### TEXT

____

Annäherung, Abstoßung und eine Striptease-Parodie
Während sich das Video zum 1989 veröffentlichten Original in kitschigen Liebesszenen ergeht, schreitet Rist in ihrem Video im himmelblauen Kleid zur betörend schönen Melodie die Straße entlang und zertrümmert mit einem langen Hammer Autoscheiben. Das passt natürlich bestens zur Diskrepanz zwischen Schwärmerei, Zuneigung, Liebe, Begehren, Rausch, unterschwelliger Aggression und Zerstörungswut, die auch den getanzten Paar-Ritualen von Mayer und Bühler zugrunde liegt – wobei hier aber auch der Humor immer eine ganz wesentliche Rolle spielt. So erleiden die beiden etwa Übelkeitsattacken, wenn sie sich zu nahekommen und versuchen folglich, in absurden Verrenkungen ihre Körper ganz eng ineinander zu verstricken, ohne sich zu berühren. Sie tragen sich wechselseitig durch die Gegend, setzen einander auf Stühlen ab, schleudern sich herum, er führt sie an ihren Haaren durch den Saal und dirigiert so auf drastische Weise ihre Bewegungen. Simon Mayer erklärt dazu im oben erwähnten „KULTUR“-Interview: „Je mehr wir uns mit den verschiedenen traditionellen Paar-Archetypen und Stereotypen beschäftigt haben, mit deren körperlichem Ausdruck im Alltag und vor allem im traditionellen Tanz, desto mehr wurden sowohl die körperlichen Merkmale dieser Archetypen klar, als auch die emotionale Innenwelt. Und vor allem die Unterdrückung von Emotionen, die in Partnerschaften immer wieder herrscht. [...] Somit wurde der freie und unzensierte Ausdruck von Emotionen eines der Kernthemen des Stücks.“
Letztlich führen diese schonungslosen tänzerischen Beziehungsanalysen zum sicherlich witzigsten Striptease der tanz ist Festival-Geschichte – oder eigentlich ist es eher eine Striptease-Parodie, die das Publikum mit lauten Lachern garnierte. Zum bereits erwähnten, vom Band eingespielten vokalen Schmeichel-Sound Pipilotti Rists geht’s humorvoll überaus umständlich und durchaus wieder slapstickartig zur Sache, wenn man/frau versucht, sich wechselseitig auszuziehen, oder wenn Bühler versucht, Mayers bestes Stück hinter einer Socke zu verstecken. Wenn dann endlich (fast) alles vollbracht ist, wird in einer Art Circle ending wie schon am Anfang der Rhythmus durch Klatschen und intensive Atemgeräusche erzeugt.

____

### DATENAUSZÜGE

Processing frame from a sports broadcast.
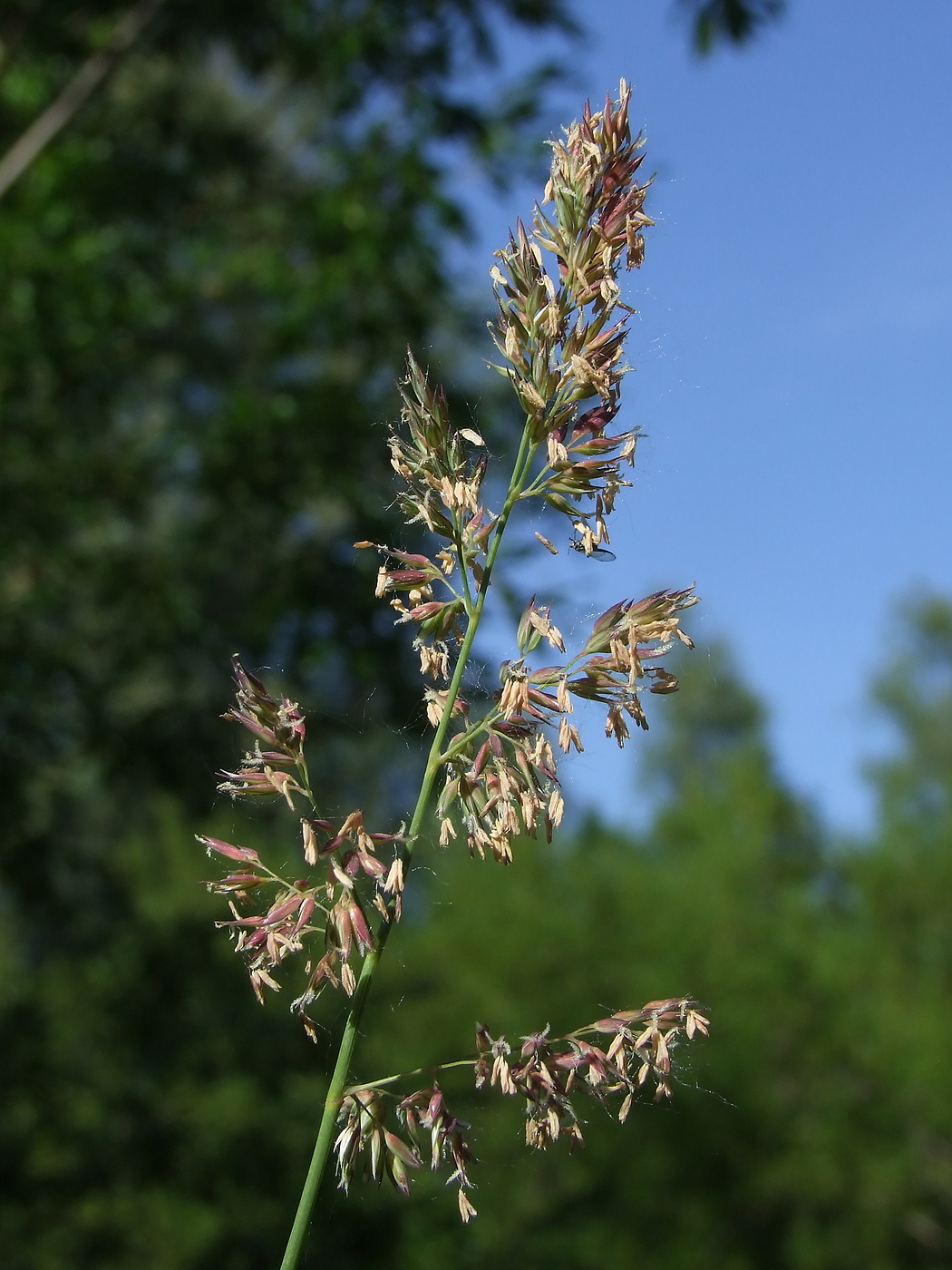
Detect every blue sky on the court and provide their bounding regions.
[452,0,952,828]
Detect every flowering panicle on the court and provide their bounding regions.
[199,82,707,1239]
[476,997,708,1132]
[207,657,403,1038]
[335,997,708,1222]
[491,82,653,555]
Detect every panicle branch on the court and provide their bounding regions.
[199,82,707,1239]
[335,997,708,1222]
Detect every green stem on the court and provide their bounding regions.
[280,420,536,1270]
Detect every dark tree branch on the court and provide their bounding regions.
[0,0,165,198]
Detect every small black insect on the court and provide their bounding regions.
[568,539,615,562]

____

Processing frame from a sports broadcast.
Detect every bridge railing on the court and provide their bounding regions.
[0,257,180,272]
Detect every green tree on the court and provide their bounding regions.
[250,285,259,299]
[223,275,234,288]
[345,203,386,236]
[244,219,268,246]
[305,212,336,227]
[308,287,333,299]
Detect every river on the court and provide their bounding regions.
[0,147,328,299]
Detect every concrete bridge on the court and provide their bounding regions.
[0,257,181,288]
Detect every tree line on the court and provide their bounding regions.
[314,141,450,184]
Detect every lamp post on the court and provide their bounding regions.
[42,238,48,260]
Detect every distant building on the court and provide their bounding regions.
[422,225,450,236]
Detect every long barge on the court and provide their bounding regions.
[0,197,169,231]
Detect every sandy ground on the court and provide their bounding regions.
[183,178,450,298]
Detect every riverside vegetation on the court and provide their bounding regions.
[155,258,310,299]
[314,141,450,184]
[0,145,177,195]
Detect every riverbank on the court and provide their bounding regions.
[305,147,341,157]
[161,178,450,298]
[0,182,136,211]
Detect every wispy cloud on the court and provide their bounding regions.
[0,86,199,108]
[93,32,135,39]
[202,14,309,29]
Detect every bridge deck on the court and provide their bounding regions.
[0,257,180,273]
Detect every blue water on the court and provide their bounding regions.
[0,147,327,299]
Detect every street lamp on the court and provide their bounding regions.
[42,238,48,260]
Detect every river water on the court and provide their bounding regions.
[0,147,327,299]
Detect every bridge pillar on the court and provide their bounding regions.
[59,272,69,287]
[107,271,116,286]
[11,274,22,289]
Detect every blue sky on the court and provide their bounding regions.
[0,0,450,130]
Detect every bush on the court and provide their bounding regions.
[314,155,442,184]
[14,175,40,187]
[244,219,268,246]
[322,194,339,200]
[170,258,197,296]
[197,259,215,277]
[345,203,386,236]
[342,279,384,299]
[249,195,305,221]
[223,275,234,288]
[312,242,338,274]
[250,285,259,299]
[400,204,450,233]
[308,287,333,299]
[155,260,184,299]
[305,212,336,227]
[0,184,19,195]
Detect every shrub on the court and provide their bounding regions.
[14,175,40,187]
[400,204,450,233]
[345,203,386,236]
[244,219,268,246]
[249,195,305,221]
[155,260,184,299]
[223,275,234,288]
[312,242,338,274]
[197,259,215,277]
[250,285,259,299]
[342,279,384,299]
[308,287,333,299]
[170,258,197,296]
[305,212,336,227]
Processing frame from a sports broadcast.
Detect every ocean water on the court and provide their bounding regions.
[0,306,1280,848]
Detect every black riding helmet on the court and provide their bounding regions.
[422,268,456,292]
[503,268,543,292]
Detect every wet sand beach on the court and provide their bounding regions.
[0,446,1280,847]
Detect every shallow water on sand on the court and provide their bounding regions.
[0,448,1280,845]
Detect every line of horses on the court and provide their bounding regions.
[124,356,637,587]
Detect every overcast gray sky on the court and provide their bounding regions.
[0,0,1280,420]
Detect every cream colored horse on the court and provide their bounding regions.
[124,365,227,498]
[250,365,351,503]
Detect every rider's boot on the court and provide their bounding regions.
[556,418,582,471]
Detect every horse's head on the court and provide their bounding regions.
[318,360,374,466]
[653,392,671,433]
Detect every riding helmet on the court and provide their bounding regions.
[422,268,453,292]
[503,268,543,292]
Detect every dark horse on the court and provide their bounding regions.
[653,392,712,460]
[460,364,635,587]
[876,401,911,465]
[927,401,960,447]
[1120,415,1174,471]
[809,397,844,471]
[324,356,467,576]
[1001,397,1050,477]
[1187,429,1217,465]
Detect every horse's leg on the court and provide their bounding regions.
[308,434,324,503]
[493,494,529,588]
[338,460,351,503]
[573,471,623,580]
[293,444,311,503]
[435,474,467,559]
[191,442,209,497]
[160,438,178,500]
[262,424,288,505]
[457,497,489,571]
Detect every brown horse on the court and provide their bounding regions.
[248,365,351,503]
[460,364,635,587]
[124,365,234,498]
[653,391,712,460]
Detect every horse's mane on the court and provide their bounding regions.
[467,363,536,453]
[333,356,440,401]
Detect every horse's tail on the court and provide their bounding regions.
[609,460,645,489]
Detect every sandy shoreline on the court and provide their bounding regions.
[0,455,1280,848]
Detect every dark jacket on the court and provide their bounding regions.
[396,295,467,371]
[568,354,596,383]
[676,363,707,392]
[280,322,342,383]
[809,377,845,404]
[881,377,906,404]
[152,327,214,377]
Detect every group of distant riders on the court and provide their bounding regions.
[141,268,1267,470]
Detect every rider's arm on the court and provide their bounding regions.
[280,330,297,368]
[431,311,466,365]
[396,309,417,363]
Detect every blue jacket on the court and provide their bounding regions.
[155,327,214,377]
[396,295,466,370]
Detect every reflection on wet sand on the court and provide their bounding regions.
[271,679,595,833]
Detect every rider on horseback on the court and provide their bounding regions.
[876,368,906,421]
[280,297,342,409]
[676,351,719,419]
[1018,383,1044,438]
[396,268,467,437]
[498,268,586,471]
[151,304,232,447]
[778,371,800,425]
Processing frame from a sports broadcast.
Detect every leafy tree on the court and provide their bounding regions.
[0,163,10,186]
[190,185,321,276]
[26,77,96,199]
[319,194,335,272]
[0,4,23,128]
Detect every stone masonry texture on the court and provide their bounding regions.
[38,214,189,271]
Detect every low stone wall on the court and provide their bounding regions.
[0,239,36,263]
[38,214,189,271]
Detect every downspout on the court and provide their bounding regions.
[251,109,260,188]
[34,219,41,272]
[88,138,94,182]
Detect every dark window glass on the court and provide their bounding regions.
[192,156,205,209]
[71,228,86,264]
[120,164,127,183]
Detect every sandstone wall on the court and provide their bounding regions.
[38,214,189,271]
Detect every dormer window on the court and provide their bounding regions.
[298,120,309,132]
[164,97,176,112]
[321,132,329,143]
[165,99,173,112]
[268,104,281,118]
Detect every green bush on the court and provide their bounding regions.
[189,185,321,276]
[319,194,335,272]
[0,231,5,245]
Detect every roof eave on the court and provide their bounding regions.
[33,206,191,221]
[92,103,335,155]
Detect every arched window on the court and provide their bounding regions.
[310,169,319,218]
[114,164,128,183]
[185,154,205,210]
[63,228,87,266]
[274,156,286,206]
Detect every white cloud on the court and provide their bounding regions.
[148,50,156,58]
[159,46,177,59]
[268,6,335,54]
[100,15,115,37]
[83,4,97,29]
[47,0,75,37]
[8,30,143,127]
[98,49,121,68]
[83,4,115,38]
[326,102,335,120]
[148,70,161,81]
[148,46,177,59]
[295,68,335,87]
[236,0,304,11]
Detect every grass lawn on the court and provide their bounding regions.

____

Liste bitte alle Begriffe auf, die der Text nach den Worten „Diskrepanz zwischen“ aufzählt.

### LÖSUNG
Schwärmerei, Zuneigung, Liebe, Begehren, Rausch, unterschwellige Aggression, Zerstörungswut